## DOCUMENT TEXT
Then people get up in arms, write to their Congress critters, and the USPS budget is restored.

Oh, and if we cut one dime from the National Park Service, then Old Faithful will be shut off. And don’t get me started about DoD - any cuts there and Bolsheviks will patrol the streets. Lather, rinse, repeat for every department. :rolleyes:

I’ve seen this crap since the Ford days. It probably goes back at least to Johnson. Andy Johnson.

I hope Team Obama has a strategy for dealing with these kind of games, because they will come up again.

To the OP I guess they might as well drop Saturday. Many businesses are closed then anyway. Or they could rates the rates on junk mail and either make more money, or deliver less dead tree spam. Either way I’m happy. Chances are stamps will go up again as part of a “compromise” package to “save weekend delivery”. :rolleyes:

Just as Netflix is starting Saturday delivery, the USPS comes up with this stupid idea.

I don’t actually think the USPS will cut back to 5 days a week. Sounds like some saber rattling so they can get some money tossed at them.

If it wasn’t for Netflix, I wouldn’t care about Saturday delivery. But increasing the delivery time for dvds wouldn’t make me happy.

Yes, I know I can stream them.

FWIW a co-worker used to be a mail carrier and claims Saturday has the lightest volume of mail.

What do you mean starting? I’ve had Netflix for a few years and this is nothing new. The movies they send on Fridays arrive on Saturday (usually).

I think they’ll be pretty damn disappointed if that’s what they’re drying to do here, because who gets anything important through the USPS, especially on Saturday? A few tax forms, once a year, but an extra day in the delivery time won’t matter there.

Hell, I say save the money, offer Monday-Wednesday-Friday delivery and be done with it. Less junk mail for everyone!

I’m all for it. Cut a day, any day, I don’t care. Cut them all, actually. I hate the friggin’ mail. My letter carrier probably hates me because I only check the mail once every week or two. I throw my unopened bank statements into a box, and toss the rest of the crap in the trash. I have two bills that I look for each month (rent and utilities).

So, Cut away, USPS. Throw a dart at the calendar, and take that day off!

They are thinking of shipping on Saturday to arrive on Monday.

Story here.

Right now, Netflix only ships M-F. Any movies received on Friday/Saturday are shipped on Monday.

## TASK SET
- 1) In the discussion about Saturday mail delivery, which days does Netflix ship discs right now?
- 2) Write the next part of the discussion about Saturday mail delivery, starting after its last sentence.
The listing that comes next isn't needed for any of this work.

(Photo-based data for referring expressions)
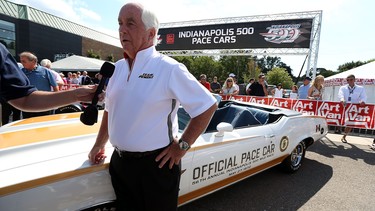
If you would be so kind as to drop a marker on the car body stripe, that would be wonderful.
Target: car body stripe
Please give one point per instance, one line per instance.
(182, 199)
(35, 135)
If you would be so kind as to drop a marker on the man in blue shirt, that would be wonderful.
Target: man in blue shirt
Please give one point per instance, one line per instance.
(16, 89)
(38, 76)
(304, 88)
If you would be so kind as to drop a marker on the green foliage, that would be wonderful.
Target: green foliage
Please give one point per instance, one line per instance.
(350, 65)
(92, 54)
(324, 72)
(111, 58)
(279, 75)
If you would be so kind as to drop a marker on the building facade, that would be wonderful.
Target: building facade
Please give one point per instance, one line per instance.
(23, 28)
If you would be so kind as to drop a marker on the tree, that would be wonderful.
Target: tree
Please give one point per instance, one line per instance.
(350, 65)
(280, 75)
(92, 54)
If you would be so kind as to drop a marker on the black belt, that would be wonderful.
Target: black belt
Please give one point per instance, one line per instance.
(127, 154)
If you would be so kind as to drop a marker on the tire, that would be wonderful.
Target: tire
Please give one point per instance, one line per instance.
(294, 161)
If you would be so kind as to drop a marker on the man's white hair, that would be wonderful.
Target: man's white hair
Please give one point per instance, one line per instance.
(150, 21)
(46, 63)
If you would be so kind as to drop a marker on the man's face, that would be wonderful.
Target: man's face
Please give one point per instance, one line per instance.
(133, 35)
(27, 64)
(350, 81)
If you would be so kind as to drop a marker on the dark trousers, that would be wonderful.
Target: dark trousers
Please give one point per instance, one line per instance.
(140, 185)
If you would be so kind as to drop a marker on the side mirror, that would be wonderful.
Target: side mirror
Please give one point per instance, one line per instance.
(223, 127)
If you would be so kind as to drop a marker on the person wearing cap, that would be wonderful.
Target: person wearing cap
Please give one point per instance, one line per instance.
(259, 88)
(16, 89)
(304, 88)
(278, 91)
(204, 82)
(351, 93)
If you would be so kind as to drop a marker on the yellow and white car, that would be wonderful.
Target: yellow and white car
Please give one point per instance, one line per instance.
(44, 165)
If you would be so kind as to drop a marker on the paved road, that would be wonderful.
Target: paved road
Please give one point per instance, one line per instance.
(334, 176)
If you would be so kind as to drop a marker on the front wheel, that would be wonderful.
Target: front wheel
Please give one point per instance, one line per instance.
(294, 161)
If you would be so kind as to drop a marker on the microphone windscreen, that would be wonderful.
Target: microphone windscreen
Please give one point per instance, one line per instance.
(107, 69)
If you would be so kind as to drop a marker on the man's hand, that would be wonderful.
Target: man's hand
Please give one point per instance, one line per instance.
(86, 93)
(97, 155)
(173, 154)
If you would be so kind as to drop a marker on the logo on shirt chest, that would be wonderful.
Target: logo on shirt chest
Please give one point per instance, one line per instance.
(146, 75)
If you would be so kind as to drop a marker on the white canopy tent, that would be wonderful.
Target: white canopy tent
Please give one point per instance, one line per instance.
(77, 63)
(365, 76)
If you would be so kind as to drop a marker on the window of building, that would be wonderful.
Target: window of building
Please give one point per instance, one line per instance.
(8, 36)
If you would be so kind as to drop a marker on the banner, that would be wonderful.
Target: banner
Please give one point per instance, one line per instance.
(294, 33)
(353, 115)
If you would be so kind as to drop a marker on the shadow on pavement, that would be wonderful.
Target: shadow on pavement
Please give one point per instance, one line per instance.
(329, 148)
(269, 190)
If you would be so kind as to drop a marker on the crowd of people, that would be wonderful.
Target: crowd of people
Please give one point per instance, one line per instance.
(145, 166)
(44, 78)
(308, 90)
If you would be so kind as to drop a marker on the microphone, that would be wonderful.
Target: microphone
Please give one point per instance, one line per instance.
(90, 113)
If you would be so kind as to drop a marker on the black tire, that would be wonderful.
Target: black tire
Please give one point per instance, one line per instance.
(294, 161)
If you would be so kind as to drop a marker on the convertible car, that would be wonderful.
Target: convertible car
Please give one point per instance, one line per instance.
(44, 163)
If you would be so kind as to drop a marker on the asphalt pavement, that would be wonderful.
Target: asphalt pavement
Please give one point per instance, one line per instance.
(334, 176)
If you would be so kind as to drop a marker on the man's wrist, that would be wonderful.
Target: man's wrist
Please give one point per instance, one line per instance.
(183, 145)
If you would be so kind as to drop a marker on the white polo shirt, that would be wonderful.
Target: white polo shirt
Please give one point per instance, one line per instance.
(356, 94)
(142, 111)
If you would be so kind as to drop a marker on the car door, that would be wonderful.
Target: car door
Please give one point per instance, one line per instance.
(218, 159)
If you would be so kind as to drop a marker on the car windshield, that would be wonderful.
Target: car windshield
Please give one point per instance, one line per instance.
(184, 117)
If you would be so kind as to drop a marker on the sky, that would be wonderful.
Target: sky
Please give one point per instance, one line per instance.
(346, 35)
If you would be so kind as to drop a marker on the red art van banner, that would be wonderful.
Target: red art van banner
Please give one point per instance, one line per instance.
(333, 111)
(353, 115)
(282, 102)
(358, 116)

## TASK RESULTS
- 1) Monday through Friday.

- 2)
Even though I worked for government I can’t understand why they feel the need to do this. USPS has been complaining for years that the amount of mail has been dropping steadily thanks to email, and from the outside it looks like their response to dwindling demand is to raise costs and cut services instead of a permanent RIF. Maybe they’ve done that already and I’m unaware of it, but staying at full force makes no sense to me.

Ok, I really don’t understand this. If you have less mail because more people are using email, then why don’t you…ohhh…I don’t know…cut back on your capacity in some way? I mean…is delivering mail harder now than it was in the 1950’s? Fewer pieces of mail means fewer sorters…or that the delivery person has to cover a larger area. I can maybe understand when the price of gas went through the roof having budget issues, but it’s come back down to reasonable levels. So how are they loosing so much money that they just can’t recover from without cutting days?

They’ve already been cutting back their workforce. My husband’s been telling me about the “early out” offers they gave to people within a few years of retirement age; not too many took them at his office. A lot of the eligible people talked about the hits that their retirement packages had taken recently and how that wasn’t a good time for them to retire. Those jobs will be removed via attrition. His office just went through route changes which eliminated more positions and put the extra work on the remaining routes - fewer carriers carrying more mail each day already.

The lowest-seniority carriers who no longer have routes can be reassigned to any office with openings within 50 miles of their current office! Some of these guys already drive 10-20 miles to go to work, so what if their new office is even further from home?